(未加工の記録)
++++++++++++++++++++
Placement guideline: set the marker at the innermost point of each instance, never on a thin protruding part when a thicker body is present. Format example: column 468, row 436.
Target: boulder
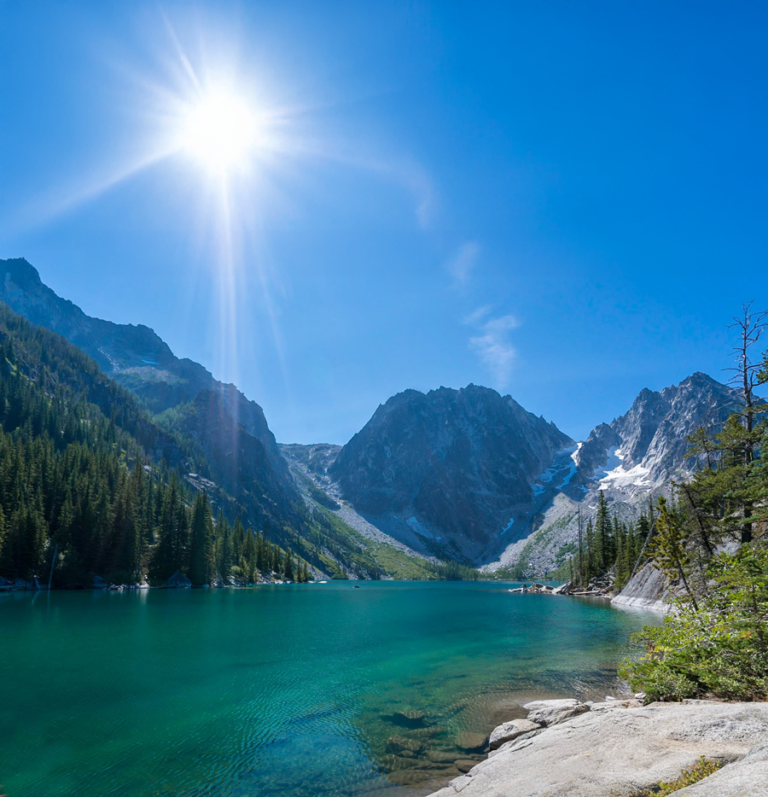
column 611, row 704
column 511, row 730
column 553, row 712
column 618, row 753
column 178, row 580
column 471, row 741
++++++++++++++++++++
__問題文__.
上の行を一字も変えずにすべて繰り返すこと。画像は答えから除く。

__出力結果__.
Placement guideline: set the marker at the innermost point of each instance, never on a thin protruding part when a thicker body is present. Format example: column 468, row 436.
Target: boulder
column 611, row 704
column 511, row 730
column 553, row 712
column 618, row 753
column 178, row 580
column 471, row 741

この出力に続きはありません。